### To do:
Transcribe the rows word for word, from the very first line through the line containing "[[211, 105], [173, 169]]", with both of those lines included.

### Provided information:

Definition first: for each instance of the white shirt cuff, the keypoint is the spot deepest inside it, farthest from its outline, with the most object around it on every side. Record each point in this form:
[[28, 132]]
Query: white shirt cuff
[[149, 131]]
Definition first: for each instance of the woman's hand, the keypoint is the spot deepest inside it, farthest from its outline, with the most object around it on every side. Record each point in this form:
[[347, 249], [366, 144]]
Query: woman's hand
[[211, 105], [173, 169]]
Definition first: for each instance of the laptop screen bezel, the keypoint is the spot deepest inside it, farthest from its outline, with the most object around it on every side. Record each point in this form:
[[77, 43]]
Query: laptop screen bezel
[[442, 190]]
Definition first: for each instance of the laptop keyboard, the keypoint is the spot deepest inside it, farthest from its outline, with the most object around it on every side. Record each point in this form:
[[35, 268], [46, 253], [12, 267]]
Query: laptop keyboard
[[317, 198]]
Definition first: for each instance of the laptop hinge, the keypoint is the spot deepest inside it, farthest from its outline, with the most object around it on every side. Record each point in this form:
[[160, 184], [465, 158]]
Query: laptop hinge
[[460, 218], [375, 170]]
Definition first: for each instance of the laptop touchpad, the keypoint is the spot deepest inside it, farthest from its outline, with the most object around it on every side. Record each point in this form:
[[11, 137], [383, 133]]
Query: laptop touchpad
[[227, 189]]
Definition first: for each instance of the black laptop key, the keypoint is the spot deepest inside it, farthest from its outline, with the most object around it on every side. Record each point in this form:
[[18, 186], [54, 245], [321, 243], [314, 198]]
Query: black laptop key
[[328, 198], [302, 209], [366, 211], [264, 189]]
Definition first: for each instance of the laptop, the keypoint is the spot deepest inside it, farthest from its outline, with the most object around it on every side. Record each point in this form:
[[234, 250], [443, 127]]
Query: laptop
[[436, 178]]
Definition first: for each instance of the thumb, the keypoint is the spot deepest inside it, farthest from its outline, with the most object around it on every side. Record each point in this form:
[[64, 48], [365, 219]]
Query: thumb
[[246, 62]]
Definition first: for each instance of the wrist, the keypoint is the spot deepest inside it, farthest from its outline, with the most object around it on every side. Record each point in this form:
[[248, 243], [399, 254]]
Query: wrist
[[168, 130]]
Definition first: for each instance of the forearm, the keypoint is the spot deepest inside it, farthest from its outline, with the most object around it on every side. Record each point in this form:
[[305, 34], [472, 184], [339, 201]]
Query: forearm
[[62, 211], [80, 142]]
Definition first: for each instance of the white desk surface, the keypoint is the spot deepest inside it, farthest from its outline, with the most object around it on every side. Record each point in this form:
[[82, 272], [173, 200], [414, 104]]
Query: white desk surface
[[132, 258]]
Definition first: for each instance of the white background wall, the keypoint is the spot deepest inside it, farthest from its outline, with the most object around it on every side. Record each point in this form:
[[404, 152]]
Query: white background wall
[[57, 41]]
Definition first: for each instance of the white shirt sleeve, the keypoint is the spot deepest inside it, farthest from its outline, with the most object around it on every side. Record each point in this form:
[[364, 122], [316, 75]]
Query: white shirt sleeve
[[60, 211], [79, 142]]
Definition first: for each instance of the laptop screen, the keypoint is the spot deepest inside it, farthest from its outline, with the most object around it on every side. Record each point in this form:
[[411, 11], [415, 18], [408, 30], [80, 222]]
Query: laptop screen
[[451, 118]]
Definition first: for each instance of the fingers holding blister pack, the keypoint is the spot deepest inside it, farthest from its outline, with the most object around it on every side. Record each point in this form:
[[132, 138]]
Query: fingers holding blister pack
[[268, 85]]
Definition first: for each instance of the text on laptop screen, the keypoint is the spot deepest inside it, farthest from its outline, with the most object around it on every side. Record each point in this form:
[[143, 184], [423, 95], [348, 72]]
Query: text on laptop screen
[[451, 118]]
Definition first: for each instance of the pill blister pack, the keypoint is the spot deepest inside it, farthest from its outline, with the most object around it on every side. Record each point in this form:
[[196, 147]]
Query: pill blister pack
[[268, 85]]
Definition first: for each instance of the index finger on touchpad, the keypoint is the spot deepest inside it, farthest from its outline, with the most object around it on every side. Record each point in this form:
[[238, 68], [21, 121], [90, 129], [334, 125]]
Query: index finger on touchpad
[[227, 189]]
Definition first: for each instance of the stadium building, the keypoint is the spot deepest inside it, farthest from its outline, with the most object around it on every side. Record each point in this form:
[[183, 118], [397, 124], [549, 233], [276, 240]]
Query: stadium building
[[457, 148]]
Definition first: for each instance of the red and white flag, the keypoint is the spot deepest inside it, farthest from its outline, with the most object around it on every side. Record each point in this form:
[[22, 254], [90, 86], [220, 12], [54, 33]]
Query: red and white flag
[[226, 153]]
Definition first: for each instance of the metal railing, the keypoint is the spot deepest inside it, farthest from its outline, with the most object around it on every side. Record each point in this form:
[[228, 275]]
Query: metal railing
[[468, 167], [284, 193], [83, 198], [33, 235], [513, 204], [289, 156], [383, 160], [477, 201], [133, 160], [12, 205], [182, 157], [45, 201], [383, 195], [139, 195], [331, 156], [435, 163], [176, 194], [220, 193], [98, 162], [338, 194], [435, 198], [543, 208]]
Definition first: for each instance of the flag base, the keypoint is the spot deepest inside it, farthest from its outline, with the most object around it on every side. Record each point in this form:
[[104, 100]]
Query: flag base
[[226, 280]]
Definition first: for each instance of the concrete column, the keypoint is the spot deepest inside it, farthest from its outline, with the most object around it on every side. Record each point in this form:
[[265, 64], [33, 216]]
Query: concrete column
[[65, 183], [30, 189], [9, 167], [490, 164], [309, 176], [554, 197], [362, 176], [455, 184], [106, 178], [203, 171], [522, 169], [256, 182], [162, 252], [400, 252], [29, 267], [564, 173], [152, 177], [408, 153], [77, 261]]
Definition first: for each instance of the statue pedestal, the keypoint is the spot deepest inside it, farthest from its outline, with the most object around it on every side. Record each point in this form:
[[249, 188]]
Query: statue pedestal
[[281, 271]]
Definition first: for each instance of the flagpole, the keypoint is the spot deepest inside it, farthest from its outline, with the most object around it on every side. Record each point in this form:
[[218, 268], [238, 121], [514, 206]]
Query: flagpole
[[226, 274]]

### Solved exercise:
Definition first: for each instance of the white shirt cuff, the keypoint is the spot deepest inside it, farthest from its outline, with the most object around it on every side. Record each point in this form:
[[28, 132]]
Query: white shirt cuff
[[149, 131]]
Definition first: for each instance of the woman's hand, the keypoint is the spot deepest inside it, farthest from its outline, with the most object around it on every side. Record each point in this form:
[[347, 249], [366, 144]]
Query: woman's hand
[[211, 105], [173, 169]]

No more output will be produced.